§ **Supplied information**
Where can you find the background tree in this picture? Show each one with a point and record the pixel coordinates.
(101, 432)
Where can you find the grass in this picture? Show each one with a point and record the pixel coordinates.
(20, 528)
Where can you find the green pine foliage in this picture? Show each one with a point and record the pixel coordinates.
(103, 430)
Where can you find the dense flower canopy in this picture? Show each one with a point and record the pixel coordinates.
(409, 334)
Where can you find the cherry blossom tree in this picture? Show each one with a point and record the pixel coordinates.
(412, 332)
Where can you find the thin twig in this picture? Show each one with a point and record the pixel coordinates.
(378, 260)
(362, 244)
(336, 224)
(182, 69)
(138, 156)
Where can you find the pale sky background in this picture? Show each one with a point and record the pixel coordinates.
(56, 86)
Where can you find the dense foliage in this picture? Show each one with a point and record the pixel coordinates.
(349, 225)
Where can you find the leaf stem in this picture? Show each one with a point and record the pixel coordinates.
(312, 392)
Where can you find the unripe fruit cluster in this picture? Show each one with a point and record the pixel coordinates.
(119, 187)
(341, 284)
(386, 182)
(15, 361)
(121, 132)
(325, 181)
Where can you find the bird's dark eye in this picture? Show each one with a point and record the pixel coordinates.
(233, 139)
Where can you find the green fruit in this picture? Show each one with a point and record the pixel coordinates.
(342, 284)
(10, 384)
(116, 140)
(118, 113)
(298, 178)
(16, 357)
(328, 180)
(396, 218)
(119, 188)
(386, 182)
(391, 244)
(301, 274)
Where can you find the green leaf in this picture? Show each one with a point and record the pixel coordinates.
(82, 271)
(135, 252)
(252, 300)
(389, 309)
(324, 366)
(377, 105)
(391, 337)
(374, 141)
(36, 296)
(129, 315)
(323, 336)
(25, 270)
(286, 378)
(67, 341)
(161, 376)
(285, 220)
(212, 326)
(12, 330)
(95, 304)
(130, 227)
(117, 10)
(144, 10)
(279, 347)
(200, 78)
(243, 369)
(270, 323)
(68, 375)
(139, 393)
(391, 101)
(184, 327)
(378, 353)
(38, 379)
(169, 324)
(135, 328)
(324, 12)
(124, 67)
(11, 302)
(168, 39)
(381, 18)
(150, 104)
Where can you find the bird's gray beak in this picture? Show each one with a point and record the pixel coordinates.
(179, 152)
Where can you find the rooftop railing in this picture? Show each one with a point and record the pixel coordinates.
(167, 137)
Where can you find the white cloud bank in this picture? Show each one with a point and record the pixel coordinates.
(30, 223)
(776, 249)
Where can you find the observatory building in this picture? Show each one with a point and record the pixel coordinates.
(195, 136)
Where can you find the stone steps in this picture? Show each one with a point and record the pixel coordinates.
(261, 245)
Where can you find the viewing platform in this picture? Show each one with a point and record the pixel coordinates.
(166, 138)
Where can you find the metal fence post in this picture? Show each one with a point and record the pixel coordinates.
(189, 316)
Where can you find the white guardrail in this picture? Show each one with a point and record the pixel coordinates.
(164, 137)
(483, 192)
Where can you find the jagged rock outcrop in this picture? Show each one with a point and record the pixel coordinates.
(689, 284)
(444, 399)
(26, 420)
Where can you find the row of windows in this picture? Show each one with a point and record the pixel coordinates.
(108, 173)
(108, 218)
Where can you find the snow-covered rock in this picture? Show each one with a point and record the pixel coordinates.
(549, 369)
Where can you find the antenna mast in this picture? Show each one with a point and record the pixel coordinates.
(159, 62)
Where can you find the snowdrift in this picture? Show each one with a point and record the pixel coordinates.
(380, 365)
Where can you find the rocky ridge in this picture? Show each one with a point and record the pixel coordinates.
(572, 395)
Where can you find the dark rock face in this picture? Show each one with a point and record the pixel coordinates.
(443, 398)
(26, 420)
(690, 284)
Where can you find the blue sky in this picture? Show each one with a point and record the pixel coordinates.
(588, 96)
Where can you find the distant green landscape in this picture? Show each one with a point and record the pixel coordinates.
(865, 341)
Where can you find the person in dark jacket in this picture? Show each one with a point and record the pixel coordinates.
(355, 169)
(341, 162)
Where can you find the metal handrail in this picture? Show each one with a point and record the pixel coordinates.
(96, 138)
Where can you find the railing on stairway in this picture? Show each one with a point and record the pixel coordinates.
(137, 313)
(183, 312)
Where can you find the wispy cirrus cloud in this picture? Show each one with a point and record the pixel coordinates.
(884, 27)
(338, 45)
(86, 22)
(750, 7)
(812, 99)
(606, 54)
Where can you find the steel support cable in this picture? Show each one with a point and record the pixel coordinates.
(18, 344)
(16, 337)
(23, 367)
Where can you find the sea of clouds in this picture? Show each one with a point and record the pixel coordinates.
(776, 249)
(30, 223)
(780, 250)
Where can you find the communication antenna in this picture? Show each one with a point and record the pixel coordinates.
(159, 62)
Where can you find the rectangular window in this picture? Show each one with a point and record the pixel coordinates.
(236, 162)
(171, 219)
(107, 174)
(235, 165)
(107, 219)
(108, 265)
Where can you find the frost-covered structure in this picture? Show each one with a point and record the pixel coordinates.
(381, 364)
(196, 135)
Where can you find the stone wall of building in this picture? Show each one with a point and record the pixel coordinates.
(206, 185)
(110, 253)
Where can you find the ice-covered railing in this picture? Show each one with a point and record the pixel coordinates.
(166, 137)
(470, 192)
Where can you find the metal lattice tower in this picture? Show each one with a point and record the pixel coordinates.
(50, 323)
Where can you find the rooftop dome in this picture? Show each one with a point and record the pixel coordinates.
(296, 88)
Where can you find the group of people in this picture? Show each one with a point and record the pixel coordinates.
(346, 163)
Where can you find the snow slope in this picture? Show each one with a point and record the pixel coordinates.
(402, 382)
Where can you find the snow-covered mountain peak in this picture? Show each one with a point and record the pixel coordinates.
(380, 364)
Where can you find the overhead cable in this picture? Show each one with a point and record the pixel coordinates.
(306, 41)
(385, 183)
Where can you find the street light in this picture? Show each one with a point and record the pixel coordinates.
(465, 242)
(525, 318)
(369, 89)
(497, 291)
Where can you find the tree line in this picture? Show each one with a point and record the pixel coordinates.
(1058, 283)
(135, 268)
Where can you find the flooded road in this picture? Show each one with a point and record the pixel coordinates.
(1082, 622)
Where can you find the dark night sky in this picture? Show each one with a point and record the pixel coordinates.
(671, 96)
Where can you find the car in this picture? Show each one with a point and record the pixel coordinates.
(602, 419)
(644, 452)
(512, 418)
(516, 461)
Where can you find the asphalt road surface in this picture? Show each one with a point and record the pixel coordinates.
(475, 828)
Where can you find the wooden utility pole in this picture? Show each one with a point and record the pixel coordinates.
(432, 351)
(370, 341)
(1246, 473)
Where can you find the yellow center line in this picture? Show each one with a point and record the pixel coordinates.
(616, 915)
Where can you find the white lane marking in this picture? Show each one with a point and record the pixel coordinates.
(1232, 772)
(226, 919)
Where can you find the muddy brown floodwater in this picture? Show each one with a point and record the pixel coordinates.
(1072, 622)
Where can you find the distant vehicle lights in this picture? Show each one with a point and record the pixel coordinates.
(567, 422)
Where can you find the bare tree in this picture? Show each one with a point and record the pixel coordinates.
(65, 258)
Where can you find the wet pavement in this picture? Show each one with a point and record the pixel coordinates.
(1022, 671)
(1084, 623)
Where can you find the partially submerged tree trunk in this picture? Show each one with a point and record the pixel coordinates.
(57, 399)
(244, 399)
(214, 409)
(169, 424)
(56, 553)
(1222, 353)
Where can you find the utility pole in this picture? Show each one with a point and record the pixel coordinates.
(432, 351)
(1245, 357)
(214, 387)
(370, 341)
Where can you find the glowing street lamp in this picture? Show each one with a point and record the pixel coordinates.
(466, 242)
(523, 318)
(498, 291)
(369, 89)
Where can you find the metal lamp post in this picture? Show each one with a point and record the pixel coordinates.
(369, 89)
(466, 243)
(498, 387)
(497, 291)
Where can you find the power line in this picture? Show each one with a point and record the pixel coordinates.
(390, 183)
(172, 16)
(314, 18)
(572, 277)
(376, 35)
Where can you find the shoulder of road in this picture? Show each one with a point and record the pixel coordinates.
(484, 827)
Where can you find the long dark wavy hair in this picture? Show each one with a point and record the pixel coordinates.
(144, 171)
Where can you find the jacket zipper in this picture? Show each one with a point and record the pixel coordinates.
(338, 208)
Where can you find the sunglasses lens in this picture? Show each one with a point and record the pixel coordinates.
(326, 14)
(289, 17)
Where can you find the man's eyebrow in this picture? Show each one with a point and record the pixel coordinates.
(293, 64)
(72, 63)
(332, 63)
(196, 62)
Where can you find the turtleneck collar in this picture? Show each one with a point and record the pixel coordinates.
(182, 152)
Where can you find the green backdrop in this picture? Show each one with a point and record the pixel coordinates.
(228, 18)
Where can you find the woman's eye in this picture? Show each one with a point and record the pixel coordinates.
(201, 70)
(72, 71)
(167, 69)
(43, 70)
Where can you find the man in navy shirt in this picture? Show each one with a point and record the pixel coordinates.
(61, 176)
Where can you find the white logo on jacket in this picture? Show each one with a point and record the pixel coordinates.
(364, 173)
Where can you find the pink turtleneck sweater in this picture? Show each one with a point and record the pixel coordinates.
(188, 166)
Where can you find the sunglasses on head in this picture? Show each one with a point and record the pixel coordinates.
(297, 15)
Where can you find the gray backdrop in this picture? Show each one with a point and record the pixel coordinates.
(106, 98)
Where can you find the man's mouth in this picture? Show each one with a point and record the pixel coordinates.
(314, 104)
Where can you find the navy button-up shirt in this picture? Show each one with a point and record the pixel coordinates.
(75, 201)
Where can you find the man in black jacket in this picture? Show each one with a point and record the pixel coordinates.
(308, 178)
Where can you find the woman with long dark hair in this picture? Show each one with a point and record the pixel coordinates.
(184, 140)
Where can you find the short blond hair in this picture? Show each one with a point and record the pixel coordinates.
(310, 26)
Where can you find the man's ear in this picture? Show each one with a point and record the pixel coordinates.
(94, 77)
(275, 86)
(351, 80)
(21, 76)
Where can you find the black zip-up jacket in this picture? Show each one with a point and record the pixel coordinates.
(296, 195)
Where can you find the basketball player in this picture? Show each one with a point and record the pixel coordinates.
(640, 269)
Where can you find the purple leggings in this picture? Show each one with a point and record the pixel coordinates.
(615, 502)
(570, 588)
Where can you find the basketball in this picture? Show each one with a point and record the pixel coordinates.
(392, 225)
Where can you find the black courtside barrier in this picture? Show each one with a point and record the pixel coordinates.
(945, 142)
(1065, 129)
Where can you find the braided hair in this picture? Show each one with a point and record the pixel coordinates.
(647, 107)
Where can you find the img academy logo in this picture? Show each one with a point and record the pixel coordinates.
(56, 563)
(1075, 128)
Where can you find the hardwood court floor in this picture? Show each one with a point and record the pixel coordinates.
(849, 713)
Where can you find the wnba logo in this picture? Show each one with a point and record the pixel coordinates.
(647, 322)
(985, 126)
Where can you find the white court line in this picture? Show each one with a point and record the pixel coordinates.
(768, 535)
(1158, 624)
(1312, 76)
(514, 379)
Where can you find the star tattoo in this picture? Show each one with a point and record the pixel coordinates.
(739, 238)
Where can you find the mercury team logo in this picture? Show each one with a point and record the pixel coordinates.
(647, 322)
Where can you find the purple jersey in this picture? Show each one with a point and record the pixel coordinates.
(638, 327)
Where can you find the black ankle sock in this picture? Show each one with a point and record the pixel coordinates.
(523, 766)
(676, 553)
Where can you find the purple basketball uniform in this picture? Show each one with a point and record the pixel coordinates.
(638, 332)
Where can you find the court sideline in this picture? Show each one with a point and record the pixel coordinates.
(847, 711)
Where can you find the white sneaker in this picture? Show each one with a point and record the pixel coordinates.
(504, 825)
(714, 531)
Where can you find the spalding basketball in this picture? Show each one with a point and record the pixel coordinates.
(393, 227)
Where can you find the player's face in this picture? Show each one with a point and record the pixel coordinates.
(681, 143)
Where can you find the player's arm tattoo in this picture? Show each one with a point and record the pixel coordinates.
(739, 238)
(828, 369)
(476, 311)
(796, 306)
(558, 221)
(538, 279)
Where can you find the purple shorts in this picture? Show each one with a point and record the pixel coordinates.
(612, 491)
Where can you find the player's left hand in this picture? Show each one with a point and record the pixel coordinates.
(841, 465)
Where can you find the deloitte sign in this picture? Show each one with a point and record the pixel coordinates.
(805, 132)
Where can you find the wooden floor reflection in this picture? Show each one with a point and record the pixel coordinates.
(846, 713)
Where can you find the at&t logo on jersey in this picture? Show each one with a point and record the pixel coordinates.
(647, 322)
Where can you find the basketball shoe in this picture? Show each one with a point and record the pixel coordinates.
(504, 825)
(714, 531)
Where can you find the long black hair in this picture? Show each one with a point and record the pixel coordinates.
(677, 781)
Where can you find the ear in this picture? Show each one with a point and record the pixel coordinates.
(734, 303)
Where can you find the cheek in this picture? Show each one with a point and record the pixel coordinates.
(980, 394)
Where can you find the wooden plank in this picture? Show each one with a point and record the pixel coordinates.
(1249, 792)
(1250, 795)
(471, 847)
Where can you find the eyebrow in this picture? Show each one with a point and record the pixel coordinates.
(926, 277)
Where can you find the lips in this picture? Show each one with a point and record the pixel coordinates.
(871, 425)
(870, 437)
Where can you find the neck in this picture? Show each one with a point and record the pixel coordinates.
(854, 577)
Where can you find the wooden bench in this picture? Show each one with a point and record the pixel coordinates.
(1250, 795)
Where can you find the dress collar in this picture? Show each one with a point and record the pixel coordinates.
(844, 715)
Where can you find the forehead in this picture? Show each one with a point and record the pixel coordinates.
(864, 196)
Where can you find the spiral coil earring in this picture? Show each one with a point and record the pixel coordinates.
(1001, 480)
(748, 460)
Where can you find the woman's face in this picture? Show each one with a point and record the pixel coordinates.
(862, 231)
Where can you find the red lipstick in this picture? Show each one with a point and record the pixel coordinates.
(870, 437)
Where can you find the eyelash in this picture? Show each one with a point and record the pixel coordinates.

§ **Given instruction**
Everything from the line containing "Where can you find the deloitte" through the final line of the listing, inclusive, must be reproduced exactly; leave out the rest.

§ **Result for this exercise**
Where can you find the deloitte sign in this picture? Show each one with a point and record the pixel coordinates.
(805, 132)
Where can you find the wooden floor reflection in this picture? Show each one with a point and record the pixel coordinates.
(846, 713)
Where can you find the at&t logo on jersey in this picture? Show each one with a point and record the pixel coordinates.
(647, 322)
Where can you find the basketball shoe in this picture? Show each one with a point and record the pixel coordinates.
(504, 825)
(714, 531)
Where can you find the long black hair in this picture? Show each one with a point and record the pixel coordinates.
(677, 781)
Where can you find the ear in this picture? Show each one with a point and record the pixel coordinates.
(734, 303)
Where can you find the cheek in this picture? Show each one with a point and record the pixel coordinates.
(980, 394)
Where can you find the wooden plank in this picture? Show each one with a point and record the pixel coordinates.
(1249, 792)
(1250, 795)
(471, 847)
Where can you find the eyebrow in this picture? Show each one with a point and record the pixel coordinates.
(926, 277)
Where can you find the lips in this picture? Show each one with a point and record the pixel coordinates.
(871, 425)
(870, 437)
Where can you find the neck in this picture? Show each one with a point and record the pixel coordinates.
(854, 577)
Where can you find the wooden bench in this picture? Show each one with a point and record the pixel coordinates.
(1250, 795)
Where can you find the dress collar in this picture? Show each one with a point and record the pixel coordinates.
(844, 715)
Where can you find the forehead in this picture? Show each one with a point and record the pixel coordinates.
(864, 196)
Where can you find the spiral coil earring in this picture? Show each one with a point and record the pixel coordinates.
(1001, 480)
(748, 460)
Where can you find the woman's face in this picture? Show each one with a point and record the pixel coordinates.
(862, 231)
Where can you find the red lipstick in this picture? Show each one with a point and record the pixel coordinates.
(870, 437)
Where can you find the eyelash in this picture? Show each one with a point and record the pixel coordinates.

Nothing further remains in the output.